SOURCE EXCERPT =>
------------------------------------
# 165 yard shot with a handgun?



## Grenadier (Aug 7, 2012)

Great story, about how a gun owner possibly saved a police officer's life, by taking out the perp at 165 yards, using a handgun.  

http://www.guns.com/texas-gun-owner-shoot-out-10236.html


----------



## seasoned (Aug 7, 2012)

Finally a positive news story about gun ownership.

Thanks for posting......................


----------



## ballen0351 (Aug 7, 2012)

That's one heck of a shot.  I'm going to try that to see if I can hit targets at that range with a handgun


----------



## Grenadier (Aug 7, 2012)

With a single action trigger pull, a good set of sights, and a flat-shooting magnum load, it might not be so bad, as long as you have your calibrations in order.


----------



## clfsean (Aug 7, 2012)

I've done an ammo box at 100 yards walking it up to the target, but nothing like that.


----------



## oftheherd1 (Aug 7, 2012)

Grenadier said:


> With a single action trigger pull, a good set of sights, and a flat-shooting magnum load, it might not be so bad, as long as you have your calibrations in order.



And he evidently did.

Good he was there.  And yes, thanks for a positive gun story.


----------



## Takai (Aug 7, 2012)

Just another reason to not mess with Texans.


----------



## Bill Mattocks (Aug 8, 2012)

I'm not taking anything away from the story or the citizen involved, but I suspect there's a bit of Texas-sized exaggeration involved.
------------------------------------
Pick up the forum thread about the 165-yard handgun shot after its last sentence and continue it. The lines that come after the forum thread about the 165-yard handgun shot are not needed.
------------------------------------
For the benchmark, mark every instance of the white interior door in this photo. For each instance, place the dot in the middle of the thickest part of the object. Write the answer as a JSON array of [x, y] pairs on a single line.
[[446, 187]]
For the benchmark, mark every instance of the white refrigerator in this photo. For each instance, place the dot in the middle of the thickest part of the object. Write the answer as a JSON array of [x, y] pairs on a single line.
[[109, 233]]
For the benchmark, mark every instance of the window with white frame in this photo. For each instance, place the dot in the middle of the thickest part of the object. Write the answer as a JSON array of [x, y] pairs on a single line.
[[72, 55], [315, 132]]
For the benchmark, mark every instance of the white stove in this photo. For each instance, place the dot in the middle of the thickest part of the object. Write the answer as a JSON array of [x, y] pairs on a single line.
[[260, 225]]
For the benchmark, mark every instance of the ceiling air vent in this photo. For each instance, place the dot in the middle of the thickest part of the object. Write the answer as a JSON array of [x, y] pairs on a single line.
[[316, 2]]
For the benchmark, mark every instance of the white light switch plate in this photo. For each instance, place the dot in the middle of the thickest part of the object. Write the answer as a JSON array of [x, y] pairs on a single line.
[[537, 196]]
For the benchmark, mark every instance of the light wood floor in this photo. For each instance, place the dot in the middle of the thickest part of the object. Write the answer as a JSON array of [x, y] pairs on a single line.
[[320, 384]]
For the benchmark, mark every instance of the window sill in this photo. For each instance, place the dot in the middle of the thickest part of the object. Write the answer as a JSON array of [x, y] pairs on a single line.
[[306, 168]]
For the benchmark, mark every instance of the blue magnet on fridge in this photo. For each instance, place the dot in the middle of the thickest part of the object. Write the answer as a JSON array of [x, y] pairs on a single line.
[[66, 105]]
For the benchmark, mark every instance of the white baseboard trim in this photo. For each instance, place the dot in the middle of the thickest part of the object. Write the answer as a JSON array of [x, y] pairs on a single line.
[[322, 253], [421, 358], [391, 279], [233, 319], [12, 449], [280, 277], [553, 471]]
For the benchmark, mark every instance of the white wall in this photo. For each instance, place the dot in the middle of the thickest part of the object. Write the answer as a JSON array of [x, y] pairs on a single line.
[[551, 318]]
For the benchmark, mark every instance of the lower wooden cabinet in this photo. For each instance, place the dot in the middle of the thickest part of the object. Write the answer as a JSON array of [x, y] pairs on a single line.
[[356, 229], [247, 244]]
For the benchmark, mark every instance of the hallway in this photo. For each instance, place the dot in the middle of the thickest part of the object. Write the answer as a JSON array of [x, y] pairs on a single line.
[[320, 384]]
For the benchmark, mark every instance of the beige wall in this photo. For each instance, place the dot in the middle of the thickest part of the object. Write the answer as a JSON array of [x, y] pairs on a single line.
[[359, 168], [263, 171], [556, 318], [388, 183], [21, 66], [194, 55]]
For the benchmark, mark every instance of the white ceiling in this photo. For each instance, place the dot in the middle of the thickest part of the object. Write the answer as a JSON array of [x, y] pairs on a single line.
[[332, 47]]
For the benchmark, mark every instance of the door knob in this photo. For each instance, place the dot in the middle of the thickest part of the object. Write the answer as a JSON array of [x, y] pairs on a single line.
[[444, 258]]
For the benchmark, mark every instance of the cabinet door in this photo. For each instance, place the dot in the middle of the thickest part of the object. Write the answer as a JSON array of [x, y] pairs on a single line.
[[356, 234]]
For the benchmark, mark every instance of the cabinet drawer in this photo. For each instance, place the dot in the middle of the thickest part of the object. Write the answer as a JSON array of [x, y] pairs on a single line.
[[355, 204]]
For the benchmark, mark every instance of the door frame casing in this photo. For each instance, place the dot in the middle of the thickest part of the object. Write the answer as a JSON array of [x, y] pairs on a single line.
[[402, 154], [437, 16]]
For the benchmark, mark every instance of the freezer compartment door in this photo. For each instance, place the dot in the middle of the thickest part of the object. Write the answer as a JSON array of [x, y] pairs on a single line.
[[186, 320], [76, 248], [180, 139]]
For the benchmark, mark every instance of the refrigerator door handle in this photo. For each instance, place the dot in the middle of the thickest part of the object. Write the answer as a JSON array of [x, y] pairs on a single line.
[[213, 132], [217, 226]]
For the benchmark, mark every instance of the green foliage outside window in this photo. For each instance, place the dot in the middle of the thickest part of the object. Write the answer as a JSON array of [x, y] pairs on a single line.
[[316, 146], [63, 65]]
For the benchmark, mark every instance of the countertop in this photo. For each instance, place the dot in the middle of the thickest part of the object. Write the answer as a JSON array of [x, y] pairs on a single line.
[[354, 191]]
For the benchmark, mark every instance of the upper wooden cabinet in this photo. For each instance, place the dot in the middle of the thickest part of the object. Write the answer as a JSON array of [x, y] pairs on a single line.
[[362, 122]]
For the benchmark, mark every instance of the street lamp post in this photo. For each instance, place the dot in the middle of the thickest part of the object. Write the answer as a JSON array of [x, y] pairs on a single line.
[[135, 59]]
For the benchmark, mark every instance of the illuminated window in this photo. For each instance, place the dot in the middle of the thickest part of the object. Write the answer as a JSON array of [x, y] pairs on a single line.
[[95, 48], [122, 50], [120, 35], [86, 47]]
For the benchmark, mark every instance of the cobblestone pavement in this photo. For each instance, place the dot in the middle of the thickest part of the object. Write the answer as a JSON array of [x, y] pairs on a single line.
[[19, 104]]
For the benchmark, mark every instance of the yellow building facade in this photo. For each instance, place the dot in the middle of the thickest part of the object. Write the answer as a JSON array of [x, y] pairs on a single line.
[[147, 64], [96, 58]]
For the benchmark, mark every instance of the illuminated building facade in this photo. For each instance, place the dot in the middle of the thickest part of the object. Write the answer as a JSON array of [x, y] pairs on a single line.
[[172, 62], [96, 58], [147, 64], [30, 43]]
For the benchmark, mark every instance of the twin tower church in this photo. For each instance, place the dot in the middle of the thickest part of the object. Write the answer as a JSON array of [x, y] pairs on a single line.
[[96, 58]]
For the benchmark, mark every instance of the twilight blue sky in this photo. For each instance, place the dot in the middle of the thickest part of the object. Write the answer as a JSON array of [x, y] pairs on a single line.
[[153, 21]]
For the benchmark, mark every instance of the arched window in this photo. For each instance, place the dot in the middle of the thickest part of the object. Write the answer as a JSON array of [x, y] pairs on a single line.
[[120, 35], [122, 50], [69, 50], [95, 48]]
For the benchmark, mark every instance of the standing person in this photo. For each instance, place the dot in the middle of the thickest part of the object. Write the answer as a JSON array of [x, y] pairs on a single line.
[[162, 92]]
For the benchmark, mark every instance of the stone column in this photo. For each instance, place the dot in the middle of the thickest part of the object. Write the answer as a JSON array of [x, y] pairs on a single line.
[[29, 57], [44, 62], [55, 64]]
------------------------------------
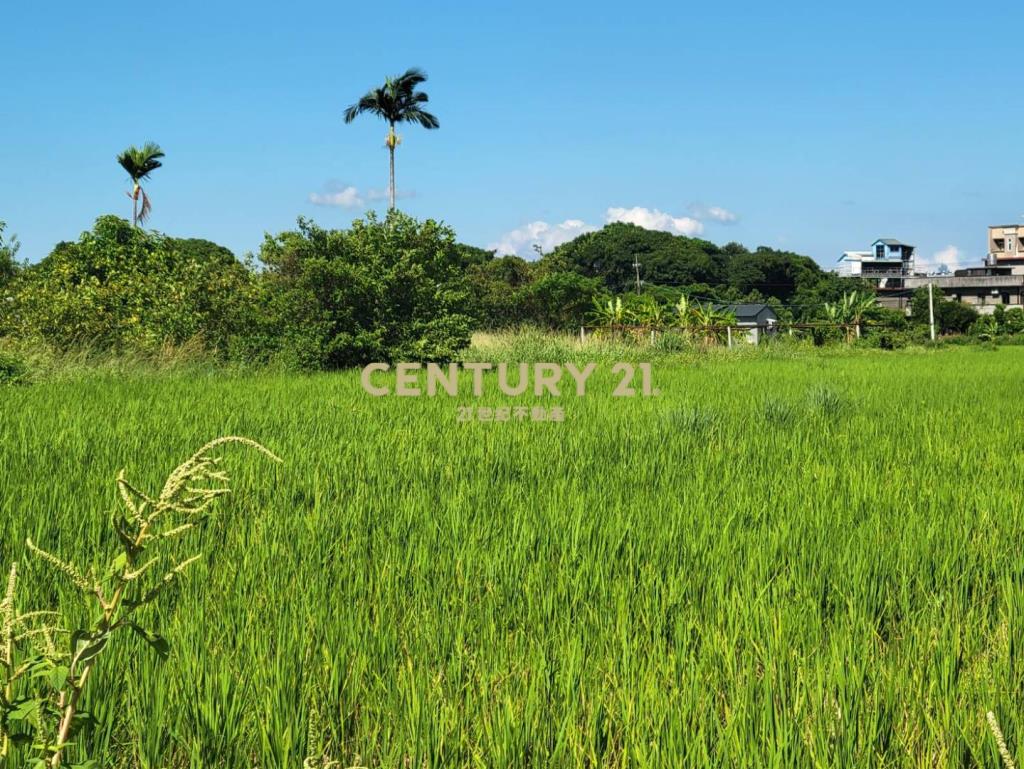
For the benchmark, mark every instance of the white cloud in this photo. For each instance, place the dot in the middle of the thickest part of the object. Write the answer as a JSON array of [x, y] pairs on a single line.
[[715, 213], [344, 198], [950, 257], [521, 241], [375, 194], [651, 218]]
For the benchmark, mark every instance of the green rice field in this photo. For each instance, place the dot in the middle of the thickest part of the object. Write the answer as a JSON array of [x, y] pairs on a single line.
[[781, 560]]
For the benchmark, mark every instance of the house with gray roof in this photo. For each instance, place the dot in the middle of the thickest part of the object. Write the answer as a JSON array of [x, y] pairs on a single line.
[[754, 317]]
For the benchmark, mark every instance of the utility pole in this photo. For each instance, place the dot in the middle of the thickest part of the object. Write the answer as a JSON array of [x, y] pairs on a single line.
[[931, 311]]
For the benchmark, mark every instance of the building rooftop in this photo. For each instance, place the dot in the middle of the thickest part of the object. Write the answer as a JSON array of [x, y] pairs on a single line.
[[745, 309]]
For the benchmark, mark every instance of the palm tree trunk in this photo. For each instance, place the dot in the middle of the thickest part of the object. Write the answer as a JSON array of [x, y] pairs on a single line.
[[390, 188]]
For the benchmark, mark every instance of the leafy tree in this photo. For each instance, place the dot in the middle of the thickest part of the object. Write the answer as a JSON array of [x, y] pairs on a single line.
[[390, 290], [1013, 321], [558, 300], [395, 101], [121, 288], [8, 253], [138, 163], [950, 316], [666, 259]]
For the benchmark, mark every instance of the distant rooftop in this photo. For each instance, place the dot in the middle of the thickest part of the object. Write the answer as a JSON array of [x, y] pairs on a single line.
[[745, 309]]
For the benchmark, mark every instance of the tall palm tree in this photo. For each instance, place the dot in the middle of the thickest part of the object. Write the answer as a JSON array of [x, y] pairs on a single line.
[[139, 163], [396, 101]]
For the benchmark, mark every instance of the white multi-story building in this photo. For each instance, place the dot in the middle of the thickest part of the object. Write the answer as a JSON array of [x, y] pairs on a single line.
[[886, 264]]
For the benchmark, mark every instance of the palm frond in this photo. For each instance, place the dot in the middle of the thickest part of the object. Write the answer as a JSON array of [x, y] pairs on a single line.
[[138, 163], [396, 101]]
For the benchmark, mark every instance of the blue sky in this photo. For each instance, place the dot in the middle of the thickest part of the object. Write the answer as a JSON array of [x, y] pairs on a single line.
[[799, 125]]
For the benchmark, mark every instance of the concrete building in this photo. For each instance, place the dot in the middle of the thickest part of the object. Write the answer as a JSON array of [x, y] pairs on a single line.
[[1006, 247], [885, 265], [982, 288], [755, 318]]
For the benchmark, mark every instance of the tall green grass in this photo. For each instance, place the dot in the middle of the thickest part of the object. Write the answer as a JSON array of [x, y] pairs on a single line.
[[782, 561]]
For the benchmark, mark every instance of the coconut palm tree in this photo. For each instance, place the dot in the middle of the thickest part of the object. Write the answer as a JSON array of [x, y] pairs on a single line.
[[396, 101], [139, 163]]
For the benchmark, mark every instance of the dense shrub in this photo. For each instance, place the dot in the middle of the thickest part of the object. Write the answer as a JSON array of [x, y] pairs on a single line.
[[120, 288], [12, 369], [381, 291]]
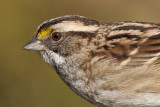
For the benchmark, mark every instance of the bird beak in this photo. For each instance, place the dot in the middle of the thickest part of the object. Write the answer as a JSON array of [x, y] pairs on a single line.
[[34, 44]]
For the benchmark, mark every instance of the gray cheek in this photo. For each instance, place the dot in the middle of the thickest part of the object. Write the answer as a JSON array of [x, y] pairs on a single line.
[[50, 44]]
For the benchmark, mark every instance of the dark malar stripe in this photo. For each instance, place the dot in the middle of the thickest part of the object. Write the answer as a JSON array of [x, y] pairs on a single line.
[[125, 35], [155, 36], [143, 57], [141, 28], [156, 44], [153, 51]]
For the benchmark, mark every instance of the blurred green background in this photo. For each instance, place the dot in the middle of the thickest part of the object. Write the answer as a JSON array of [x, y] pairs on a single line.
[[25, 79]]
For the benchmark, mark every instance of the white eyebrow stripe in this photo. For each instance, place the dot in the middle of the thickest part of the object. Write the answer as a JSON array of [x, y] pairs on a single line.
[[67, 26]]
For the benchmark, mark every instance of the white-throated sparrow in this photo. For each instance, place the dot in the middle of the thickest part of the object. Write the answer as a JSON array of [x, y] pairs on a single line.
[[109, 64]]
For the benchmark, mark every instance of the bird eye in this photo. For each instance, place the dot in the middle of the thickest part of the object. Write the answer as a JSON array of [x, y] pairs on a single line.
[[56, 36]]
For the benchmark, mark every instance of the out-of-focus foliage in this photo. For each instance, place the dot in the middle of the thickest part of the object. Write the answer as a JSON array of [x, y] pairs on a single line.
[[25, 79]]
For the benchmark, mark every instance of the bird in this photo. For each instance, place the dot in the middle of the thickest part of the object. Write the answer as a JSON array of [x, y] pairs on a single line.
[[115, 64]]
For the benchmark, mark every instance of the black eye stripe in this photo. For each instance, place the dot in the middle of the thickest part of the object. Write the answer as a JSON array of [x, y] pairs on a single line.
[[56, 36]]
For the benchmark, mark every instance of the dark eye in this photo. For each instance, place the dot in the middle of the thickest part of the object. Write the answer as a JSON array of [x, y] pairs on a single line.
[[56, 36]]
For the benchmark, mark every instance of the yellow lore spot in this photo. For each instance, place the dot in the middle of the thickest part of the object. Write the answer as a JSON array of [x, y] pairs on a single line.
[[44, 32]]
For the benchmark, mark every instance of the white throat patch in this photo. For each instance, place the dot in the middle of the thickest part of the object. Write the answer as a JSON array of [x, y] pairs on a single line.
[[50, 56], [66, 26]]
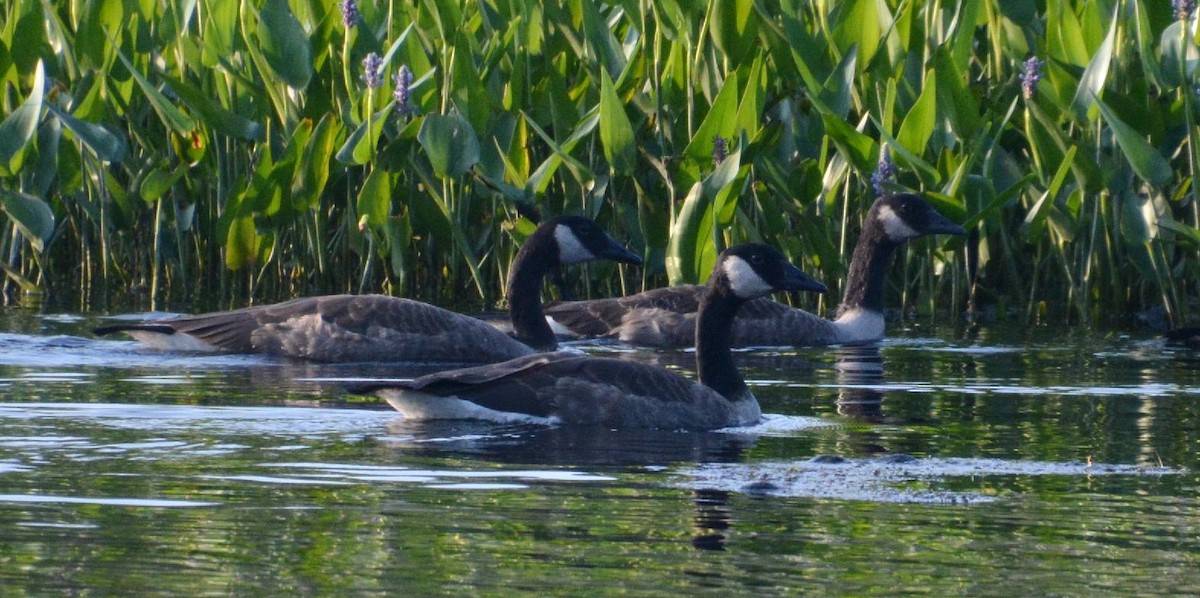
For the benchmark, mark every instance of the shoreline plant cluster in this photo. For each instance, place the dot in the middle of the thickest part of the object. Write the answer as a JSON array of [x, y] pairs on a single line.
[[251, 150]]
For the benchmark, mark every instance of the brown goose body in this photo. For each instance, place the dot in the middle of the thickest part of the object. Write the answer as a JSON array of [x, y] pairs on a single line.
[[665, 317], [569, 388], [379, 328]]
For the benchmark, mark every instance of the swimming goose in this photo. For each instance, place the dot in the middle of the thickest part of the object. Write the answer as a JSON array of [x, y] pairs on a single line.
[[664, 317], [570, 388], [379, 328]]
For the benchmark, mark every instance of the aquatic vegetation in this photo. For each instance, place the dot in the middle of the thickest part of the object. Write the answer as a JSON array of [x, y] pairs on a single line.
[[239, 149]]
------------------------------------
ANSWER FOR THIS EXERCISE =>
Under optimum conditions, firing a 44 magnum JHP from a rifle with optimum muzzle velocity, you're looking at something in the neighborhood of 6 to 8 inches of bullet drop by 100 yards.  Past that, I don't know, but at a rough guess, I'd think he'd have to be holding something like 12 inches high at the range he was claiming to be hitting at.

I also wonder what his backstop was for any misses.  Another trailer?  Hey, it all worked out, bad guy dead, I'm OK with this.  Just sayin'...


----------



## Instructor (Aug 8, 2012)

It was only 70 yards with an M-9 but still a hell of a shot and remarkably steady after furiously pedalling a mountain bike to the scene of the shooting.

http://www.spokesman.com/blogs/spin...own-helping-other-survivors-mellberg-rampage/

After all these years his example inspires me.


----------



## zDom (Aug 9, 2012)

I didn't pull up the link, but did he have a scope on that pistol or what?



Anything beyond 20 or 30 yards and the the front site begins to obscure the entire target ...

Reckon I'll never be a long distance pistol shooter. That's why we have rifles... and tennis shoes.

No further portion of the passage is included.